■ **Text shown**:
========================

Downwind from the Aqueduct of Valens, built in the fourth century of the common era, there is a complex of breezy, multistory storefronts that make up one of the first experiments in strip mall architecture in Istanbul. Now flanked by swirling freeways, the capitalist optimism that ended 20th-century globalization with Americanized free market rule has been reduced to a whimper, as so many glass storefronts at the “Istanbul Drapers Market” (IMÇ) are blank with the smudge of tape detailing their abrupt closure, or slow reopening.
At the fifth block of IMÇ, a trio of young artists is sitting in conversation. Among them is Can Küçük, who is tasked with overseeing operations at 5533 for the first half of the year. Titled after the block number of the shop room where it is based, 5533 has the ambiance of a warehouse factory. Cem Örgen, who studied industrial product design, produced a diverse and ultramodern installation, “You Can’t Hide in the Sky,” incorporating computer games, camouflage painting and sculptural elements.
Küçük, whose works play on the histories and manufacturing of readymade art and decorative furniture, examines elements of the industrial environment in his practice. As a point of site-specific consciousness, he made a door ringer out of a hard-coiled metal spring which hangs from the ceiling behind the door to 5533, as it swings open to the sound of a spoon clanking out of an empty rectangle. The cold, metallic assemblage is prefatory to the works of “You Can’t Hide in the Sky,” which includes window blinds that resemble flat, model swords.
For the piece, “Weapon for Ephemeral Eyes,” Örgen laser-cut stainless steel into the shape of a body-length medieval saber, which inconspicuously functions as vertical blinds and stands in direct, visual dialogue with a variegated work, “Case, Keyboard, Winter,” in which a single-channel video plays on loop from a computer monitor, projecting the artist’s character from the gameplay “Demon’s Souls.” Örgen, born in 1996, is a gothic postmodernist with a weakness for good graphics.

========================

■ **Set task 1**: According to the article about the 5533 art space, what material did Örgen laser-cut for "Weapon for Ephemeral Eyes"?
■ **Set task 2**: Carry on writing the article about the 5533 art space from its final sentence onward.
The items that follow have no connection to the article about the 5533 art space.

■ **Material provided**:
========================

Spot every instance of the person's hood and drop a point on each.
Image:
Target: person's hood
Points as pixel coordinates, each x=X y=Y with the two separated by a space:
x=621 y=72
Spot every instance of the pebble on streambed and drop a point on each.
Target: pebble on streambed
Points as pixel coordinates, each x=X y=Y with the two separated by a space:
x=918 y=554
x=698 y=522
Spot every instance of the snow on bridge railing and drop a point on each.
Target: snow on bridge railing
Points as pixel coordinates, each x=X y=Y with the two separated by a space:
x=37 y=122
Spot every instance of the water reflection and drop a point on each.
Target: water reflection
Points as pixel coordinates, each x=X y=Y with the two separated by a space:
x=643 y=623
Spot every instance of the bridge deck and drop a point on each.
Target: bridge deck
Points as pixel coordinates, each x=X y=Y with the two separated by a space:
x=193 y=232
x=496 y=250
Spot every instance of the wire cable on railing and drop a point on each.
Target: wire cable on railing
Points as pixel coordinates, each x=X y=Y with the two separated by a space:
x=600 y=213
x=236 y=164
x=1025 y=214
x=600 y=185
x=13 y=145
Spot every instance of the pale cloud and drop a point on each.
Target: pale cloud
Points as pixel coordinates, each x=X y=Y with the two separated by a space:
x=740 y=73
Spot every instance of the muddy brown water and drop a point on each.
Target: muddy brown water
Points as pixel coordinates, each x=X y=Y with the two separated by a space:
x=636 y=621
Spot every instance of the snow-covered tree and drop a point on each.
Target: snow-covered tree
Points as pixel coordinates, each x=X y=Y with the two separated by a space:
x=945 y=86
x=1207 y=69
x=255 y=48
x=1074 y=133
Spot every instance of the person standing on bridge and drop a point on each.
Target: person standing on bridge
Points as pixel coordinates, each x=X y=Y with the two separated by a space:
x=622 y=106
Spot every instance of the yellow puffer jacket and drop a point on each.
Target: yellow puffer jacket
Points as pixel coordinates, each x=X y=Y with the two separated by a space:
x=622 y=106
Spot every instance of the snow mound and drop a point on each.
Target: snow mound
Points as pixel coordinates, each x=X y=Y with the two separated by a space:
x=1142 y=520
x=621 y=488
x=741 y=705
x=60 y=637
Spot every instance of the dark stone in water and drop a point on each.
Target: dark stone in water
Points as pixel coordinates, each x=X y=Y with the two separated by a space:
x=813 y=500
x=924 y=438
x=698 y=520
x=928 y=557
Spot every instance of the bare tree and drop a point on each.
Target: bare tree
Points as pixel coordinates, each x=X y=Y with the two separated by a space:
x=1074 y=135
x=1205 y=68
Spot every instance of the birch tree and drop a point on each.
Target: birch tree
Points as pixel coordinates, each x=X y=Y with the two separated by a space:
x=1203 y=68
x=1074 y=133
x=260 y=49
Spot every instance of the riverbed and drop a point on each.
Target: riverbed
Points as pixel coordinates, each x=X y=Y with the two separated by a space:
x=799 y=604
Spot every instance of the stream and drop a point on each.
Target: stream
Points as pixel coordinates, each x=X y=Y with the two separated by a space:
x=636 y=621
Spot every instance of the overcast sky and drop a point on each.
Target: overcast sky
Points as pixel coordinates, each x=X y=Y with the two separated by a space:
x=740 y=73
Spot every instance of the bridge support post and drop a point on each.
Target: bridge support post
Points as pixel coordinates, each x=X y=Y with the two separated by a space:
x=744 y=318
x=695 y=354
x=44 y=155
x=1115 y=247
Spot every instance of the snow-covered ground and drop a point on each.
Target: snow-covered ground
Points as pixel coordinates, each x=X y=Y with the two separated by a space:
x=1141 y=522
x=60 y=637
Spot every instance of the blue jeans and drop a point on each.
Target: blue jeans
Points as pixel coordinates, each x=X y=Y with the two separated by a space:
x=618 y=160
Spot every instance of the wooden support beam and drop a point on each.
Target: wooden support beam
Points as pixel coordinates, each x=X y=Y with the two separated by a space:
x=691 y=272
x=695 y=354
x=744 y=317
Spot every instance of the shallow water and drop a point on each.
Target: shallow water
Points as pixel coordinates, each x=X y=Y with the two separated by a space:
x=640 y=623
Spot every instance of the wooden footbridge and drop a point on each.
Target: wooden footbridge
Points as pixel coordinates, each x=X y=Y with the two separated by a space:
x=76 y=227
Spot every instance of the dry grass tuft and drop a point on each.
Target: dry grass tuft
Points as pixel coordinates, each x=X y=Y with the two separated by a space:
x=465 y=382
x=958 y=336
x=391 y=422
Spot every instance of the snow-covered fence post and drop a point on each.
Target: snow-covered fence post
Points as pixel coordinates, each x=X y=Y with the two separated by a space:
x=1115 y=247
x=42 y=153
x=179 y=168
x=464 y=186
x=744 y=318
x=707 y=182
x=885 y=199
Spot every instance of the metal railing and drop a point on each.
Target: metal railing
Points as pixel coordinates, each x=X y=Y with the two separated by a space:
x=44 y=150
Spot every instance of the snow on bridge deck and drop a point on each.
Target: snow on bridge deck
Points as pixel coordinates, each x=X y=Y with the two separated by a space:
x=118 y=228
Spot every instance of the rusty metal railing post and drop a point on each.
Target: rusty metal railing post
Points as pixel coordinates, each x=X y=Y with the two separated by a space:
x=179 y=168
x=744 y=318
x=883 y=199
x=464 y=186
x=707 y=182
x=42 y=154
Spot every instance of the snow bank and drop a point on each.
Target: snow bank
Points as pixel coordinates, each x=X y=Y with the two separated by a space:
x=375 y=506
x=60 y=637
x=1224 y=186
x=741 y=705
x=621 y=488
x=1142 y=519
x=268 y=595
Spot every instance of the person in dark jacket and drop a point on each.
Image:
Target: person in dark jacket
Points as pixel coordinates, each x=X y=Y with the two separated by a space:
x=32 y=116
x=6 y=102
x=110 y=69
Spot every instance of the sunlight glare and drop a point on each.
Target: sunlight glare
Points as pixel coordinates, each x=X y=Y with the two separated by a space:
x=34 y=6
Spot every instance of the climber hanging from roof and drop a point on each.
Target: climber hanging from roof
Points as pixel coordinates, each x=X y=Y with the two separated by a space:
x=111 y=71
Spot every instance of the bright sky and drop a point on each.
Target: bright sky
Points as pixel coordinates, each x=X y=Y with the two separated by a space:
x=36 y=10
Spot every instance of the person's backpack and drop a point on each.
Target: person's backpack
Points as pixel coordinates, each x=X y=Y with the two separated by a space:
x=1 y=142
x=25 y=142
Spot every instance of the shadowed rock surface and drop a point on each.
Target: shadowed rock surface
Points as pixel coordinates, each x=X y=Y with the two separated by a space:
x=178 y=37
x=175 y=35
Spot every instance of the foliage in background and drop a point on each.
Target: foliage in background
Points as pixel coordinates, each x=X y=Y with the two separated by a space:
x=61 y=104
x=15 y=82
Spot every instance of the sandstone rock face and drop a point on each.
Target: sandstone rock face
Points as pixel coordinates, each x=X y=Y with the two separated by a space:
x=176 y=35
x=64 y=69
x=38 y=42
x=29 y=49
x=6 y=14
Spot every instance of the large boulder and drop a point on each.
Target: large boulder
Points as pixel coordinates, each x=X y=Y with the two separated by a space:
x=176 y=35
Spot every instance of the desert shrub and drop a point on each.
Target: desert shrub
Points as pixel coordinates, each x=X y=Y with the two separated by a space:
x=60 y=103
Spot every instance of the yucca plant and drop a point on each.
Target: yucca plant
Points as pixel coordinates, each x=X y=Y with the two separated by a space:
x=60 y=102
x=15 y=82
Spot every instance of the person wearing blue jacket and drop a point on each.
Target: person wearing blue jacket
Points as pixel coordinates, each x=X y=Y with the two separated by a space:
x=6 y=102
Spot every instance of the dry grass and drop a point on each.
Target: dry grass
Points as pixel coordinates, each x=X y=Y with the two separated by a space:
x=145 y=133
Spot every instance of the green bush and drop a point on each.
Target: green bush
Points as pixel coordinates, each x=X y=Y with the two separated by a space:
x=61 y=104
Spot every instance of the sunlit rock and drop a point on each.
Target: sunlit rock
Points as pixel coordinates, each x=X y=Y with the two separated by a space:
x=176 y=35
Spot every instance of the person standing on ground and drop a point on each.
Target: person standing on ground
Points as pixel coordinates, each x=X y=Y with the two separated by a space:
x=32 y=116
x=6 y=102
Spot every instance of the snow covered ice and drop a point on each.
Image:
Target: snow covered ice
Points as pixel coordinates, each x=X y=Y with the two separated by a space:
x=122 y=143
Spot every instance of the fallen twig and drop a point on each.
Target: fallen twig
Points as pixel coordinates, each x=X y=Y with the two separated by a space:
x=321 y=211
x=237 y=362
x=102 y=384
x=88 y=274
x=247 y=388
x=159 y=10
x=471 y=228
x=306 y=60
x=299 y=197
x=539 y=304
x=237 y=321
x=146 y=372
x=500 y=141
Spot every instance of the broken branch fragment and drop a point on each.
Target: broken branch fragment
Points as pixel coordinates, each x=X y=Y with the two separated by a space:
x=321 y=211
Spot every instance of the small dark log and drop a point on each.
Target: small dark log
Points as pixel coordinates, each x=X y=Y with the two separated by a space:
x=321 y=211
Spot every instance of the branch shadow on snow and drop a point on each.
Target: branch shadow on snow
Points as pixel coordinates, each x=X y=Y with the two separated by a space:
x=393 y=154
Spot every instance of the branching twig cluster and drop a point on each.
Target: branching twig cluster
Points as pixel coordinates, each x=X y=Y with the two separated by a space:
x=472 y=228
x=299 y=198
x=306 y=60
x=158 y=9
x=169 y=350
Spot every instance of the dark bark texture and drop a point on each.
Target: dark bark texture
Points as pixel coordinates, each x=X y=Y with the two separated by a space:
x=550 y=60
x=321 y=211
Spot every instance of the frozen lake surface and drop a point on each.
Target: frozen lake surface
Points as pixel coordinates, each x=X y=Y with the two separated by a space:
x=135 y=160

========================

■ **Right answer 1**: Stainless steel.

■ **Right answer 2**:
As a designer, Örgen has a distant appreciation of objects, as the media through which styles and usages are pronounced, exchanged and transformed. As part of the art world and its interdisciplinary inclusivity, his installation for 5533 quietly pulses with the aesthetic and conceptual fascinations of the cultural moment, considering such concurrent shows like “Elektroizolasyon” at Arter. But Örgen does not seem to be trying to fit in, quite the opposite, his individuality is as genuine and eccentric as his reasons for doing what he does.
There's a whole and complete contiguity of ideas that run through Örgen's installation, “You Can’t Hide in the Sky,” which speaks to the contrasts between movement and stillness. The use of camouflage paint, in particular, is associated with that middle ground of rest potent with a sense of anticipated compulsion. It is a fixture, and settlement, in all of its modes and expressions which defines domestic life. Yet, spun within the frame of a mind that is unable to stop floating and spinning, in search of action, Örgen’s is the voice of youth, self-objectified.
One aspect of “Case, Keyboard, Winter” is a central processing unit (CPU) mainframe with mountain climbing handles affixed to the end of its legs. Every unit of the piece is handmade. The bench and table on which the monitor rests are jigsaw cut spruce, and topped with a sponge cushion, the work has an unfinished look. Room 5533 is essentially a white cube. In the center of his installation, Örgen manufactured a table out of aerated concrete. It is sculpted with a depression into the core of its surface, which makes for a medievalist, ceremonial air.
Functionality is turned on its head throughout, “You Can’t Hide in the Sky,” such as where Örgen sliced an Adidas tracksuit and represented its vintage color and form in the keys of a piano. The conversion of materials into likenesses other than that normally ascribed to their original contexts is an apt motif in Örgen’s installation from the beginning. Over the door, Örgen cut out a car cover, and fitted it with transport wheels. The paper-thin resemblance of the piece, “Folded Skin” requires a stretch of the mechanical imagination.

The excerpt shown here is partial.